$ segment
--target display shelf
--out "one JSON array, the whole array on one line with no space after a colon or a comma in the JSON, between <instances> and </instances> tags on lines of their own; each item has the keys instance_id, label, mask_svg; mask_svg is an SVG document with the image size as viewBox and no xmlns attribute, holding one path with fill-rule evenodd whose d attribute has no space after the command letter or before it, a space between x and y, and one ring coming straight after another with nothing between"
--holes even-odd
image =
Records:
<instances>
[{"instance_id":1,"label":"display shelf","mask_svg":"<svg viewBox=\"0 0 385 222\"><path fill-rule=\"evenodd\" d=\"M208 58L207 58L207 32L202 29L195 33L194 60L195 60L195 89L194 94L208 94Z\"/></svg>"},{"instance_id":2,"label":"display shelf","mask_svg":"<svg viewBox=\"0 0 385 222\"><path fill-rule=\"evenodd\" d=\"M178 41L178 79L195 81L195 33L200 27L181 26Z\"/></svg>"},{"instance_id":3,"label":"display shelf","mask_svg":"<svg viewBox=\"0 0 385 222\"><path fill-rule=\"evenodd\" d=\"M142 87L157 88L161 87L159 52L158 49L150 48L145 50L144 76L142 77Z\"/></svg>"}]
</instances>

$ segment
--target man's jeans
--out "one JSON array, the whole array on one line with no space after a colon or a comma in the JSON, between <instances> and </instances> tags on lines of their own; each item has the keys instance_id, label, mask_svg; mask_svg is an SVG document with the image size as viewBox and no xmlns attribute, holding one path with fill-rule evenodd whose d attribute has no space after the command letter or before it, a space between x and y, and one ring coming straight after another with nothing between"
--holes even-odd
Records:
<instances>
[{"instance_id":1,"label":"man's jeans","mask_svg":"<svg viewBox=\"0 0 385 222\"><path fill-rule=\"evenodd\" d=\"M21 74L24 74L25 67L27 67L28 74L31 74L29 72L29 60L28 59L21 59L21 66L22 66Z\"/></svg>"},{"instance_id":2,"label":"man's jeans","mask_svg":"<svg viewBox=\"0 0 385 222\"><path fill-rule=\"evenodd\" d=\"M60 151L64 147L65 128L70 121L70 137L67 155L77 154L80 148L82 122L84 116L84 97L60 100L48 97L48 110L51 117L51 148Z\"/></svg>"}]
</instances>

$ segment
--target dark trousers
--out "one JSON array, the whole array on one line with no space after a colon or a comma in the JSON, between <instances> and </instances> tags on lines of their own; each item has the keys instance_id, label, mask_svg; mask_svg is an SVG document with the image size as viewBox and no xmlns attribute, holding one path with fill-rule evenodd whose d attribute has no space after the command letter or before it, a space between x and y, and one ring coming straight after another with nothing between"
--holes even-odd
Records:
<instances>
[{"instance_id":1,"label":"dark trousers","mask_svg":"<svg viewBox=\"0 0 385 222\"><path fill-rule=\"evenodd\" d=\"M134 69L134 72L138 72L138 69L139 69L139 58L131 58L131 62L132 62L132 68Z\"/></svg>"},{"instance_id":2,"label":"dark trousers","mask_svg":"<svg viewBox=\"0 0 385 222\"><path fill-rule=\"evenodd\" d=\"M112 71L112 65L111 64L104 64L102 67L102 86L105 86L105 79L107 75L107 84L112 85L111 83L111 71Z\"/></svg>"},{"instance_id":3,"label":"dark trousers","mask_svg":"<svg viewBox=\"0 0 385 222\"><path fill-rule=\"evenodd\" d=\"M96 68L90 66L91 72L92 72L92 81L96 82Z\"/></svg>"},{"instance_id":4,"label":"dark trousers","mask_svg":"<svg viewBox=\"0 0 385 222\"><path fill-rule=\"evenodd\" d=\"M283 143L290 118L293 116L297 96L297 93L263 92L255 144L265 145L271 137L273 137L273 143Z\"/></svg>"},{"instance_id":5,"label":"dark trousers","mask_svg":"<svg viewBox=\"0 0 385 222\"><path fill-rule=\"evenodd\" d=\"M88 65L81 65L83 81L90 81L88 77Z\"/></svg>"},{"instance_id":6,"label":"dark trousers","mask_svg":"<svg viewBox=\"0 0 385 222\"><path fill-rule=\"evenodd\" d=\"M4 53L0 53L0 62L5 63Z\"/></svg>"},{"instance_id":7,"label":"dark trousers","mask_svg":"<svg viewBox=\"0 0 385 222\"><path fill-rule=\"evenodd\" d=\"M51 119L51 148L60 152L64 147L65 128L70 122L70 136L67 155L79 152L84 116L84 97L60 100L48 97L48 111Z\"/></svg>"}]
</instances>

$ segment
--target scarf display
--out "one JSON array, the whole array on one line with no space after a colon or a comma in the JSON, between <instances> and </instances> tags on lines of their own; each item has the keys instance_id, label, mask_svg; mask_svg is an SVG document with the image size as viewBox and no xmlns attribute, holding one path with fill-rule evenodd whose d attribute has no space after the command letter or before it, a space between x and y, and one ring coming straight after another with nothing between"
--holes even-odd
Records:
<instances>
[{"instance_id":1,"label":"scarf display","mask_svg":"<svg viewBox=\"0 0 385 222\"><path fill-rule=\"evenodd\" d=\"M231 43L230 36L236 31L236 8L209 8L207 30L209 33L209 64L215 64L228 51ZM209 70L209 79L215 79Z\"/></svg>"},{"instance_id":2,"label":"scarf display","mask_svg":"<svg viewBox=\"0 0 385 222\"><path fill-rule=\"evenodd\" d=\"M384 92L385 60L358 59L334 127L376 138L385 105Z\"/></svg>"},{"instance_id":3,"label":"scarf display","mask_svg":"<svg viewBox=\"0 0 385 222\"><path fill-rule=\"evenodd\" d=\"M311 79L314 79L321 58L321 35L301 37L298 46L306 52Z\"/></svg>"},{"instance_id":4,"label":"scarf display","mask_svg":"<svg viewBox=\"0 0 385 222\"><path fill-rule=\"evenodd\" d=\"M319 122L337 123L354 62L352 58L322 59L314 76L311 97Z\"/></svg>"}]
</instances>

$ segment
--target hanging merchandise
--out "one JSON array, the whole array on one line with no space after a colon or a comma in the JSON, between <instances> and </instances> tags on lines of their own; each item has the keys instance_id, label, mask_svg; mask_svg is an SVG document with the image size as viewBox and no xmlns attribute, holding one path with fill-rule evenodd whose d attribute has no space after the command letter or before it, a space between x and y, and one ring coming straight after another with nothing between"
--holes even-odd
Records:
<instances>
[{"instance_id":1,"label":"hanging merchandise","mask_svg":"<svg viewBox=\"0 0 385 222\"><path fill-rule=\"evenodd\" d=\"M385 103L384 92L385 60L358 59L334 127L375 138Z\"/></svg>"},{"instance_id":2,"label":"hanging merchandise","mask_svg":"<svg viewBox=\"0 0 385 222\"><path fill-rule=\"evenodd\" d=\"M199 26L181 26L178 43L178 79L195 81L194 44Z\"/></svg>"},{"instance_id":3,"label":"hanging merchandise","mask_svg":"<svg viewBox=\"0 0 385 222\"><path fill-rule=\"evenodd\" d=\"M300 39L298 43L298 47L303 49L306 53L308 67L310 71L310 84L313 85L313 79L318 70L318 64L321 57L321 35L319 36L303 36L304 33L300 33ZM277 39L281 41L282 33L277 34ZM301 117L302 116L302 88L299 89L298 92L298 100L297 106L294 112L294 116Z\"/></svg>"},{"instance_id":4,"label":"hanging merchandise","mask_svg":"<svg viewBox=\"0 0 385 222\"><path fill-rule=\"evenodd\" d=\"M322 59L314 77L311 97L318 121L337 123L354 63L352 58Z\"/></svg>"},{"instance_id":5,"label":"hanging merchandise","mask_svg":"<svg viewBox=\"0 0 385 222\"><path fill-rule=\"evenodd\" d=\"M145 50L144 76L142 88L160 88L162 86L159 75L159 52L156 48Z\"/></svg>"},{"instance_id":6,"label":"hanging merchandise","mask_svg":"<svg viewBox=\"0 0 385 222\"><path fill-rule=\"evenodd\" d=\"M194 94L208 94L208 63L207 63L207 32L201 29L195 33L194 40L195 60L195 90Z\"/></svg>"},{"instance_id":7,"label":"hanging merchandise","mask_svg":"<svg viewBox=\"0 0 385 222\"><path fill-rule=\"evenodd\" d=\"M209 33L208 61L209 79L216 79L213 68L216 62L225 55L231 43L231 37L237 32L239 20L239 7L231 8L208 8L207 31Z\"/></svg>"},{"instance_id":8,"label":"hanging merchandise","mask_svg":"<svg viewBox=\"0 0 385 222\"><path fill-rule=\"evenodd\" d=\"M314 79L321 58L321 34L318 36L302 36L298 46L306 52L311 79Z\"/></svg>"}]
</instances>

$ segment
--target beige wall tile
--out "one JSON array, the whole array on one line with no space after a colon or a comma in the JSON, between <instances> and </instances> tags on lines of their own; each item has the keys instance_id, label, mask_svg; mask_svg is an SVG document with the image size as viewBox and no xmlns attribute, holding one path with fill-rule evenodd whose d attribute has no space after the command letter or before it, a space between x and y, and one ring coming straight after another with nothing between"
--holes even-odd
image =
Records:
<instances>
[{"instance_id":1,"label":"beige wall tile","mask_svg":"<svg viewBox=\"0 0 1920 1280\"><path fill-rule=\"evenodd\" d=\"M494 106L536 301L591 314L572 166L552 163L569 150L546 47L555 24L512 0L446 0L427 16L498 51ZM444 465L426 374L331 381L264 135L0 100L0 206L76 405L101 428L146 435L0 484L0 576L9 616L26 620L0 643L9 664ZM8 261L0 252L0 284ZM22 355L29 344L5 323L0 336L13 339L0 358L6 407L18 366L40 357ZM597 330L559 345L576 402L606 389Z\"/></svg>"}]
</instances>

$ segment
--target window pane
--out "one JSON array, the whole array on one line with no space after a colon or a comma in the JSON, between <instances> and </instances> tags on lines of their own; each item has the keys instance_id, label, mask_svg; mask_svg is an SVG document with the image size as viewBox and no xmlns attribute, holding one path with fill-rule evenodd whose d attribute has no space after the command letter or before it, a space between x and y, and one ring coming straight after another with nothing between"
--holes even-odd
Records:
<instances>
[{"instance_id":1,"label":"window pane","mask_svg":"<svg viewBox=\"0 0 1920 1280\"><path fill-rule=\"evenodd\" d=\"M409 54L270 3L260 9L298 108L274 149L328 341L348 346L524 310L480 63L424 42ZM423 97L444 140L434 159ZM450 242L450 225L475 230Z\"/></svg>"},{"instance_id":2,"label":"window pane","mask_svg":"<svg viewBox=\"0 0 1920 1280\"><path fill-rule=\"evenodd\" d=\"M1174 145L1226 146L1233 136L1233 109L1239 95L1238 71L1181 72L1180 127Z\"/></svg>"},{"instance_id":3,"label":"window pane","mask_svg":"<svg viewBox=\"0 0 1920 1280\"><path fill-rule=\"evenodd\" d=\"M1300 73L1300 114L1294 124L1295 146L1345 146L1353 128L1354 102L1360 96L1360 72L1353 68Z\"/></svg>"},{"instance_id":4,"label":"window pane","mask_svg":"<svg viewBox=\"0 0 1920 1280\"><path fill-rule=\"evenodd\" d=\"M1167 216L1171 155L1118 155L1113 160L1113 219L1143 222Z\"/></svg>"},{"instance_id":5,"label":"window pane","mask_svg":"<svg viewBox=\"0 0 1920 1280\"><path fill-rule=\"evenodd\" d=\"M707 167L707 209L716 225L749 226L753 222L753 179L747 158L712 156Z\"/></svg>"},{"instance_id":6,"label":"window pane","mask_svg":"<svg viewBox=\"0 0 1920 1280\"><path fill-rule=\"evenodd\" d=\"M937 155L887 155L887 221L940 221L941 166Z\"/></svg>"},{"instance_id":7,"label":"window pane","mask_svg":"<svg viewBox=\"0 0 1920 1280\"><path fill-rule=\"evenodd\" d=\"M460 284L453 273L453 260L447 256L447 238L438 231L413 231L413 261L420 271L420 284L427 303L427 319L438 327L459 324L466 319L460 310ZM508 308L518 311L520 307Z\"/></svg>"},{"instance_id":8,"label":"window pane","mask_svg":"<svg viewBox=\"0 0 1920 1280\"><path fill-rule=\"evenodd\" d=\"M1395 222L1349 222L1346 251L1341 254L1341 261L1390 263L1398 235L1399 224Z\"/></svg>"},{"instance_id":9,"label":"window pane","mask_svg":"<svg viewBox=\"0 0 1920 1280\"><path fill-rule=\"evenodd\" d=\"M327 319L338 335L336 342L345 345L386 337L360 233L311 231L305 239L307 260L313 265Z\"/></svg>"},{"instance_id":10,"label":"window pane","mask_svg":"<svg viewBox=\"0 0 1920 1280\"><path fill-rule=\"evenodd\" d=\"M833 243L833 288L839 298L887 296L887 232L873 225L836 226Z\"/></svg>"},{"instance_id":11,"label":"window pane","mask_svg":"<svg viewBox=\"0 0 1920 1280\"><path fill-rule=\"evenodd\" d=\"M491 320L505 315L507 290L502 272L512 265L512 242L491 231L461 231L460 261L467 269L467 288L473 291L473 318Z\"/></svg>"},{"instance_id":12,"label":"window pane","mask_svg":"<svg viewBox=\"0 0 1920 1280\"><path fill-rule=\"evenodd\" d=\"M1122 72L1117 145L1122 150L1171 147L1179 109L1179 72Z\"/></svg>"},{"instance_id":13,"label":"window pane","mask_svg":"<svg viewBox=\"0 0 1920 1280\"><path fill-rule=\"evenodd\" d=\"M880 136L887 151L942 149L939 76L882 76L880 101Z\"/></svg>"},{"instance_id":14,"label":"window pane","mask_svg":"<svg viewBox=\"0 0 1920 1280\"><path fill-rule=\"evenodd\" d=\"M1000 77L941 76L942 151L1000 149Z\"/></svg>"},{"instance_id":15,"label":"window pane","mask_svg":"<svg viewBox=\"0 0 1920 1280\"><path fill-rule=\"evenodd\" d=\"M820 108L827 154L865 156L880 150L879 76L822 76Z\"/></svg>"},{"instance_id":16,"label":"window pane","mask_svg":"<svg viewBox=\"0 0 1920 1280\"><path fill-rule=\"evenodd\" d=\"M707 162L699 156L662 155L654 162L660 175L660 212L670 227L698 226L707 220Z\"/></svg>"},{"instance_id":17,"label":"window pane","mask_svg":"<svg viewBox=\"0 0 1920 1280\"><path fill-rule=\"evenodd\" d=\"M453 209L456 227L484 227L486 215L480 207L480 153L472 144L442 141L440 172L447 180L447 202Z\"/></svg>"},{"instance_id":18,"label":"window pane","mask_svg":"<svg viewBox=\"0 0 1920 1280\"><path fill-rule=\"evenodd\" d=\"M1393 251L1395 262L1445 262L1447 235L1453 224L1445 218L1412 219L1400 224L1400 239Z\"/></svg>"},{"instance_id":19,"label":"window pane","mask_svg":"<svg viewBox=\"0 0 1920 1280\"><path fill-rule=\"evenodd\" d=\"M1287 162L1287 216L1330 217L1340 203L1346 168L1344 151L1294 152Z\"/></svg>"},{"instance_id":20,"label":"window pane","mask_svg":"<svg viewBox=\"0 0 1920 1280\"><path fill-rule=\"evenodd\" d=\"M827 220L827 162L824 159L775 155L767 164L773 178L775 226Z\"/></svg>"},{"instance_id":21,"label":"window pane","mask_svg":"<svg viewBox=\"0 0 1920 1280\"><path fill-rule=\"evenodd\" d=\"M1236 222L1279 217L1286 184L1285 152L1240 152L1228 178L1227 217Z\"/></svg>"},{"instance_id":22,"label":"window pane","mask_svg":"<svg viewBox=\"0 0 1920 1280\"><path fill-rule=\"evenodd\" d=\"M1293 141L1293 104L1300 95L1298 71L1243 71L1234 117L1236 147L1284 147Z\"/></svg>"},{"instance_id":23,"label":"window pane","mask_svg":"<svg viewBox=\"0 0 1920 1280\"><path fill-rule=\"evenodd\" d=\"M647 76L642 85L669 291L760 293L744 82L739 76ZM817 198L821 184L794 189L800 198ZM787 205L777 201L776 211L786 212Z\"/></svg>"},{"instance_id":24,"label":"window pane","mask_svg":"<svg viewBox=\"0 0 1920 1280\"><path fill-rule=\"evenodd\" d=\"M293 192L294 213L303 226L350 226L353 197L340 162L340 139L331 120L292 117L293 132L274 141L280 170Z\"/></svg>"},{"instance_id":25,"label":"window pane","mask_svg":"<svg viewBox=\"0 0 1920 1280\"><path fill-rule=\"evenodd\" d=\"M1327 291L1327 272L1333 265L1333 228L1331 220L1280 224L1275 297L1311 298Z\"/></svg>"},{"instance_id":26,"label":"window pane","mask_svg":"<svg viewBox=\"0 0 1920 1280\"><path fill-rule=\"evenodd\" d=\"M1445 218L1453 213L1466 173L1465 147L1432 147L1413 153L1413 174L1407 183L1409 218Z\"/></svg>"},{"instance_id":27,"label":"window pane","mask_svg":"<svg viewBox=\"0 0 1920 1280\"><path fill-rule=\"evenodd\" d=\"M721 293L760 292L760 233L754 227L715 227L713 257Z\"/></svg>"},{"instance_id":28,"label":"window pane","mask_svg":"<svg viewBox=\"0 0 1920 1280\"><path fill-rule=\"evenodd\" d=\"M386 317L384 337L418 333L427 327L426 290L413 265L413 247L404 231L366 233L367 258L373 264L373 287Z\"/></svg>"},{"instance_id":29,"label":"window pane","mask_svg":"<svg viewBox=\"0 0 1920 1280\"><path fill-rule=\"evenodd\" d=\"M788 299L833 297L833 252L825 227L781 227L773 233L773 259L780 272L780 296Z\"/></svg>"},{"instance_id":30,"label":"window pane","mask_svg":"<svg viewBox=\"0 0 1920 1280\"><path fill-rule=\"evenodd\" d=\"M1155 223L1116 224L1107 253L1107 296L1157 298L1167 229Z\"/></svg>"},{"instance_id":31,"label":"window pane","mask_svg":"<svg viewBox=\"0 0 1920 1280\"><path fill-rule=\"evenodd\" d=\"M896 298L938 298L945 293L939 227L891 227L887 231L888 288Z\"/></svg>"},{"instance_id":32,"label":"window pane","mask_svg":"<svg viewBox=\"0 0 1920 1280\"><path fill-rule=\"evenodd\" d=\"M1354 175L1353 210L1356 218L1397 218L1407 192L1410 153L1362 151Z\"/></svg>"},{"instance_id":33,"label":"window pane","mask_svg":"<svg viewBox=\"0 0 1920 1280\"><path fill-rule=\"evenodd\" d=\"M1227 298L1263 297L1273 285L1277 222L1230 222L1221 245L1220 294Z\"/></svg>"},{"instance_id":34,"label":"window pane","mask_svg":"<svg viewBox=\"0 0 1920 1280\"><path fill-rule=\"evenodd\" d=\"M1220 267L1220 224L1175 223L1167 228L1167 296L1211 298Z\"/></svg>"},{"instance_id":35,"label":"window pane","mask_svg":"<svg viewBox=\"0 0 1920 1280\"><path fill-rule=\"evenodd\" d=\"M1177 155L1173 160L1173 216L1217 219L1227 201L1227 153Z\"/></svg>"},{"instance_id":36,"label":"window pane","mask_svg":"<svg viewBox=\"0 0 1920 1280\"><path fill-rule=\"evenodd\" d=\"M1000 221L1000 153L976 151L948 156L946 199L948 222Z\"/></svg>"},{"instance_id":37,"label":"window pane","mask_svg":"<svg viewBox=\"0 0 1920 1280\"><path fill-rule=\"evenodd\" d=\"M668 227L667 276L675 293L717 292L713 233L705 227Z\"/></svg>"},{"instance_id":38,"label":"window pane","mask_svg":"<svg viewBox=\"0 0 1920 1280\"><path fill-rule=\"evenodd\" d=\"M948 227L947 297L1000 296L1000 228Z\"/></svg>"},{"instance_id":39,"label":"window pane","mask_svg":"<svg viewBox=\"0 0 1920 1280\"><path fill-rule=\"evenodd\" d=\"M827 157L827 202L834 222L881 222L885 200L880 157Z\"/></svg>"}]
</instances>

■ ■ ■ ■ ■ ■ ■

_What to produce_. All lines with the word "target" are needed; pull them from the entries and copy each.

_Output_.
--target display shelf
--target man's jeans
--target dark trousers
--target scarf display
--target hanging merchandise
--target beige wall tile
--target window pane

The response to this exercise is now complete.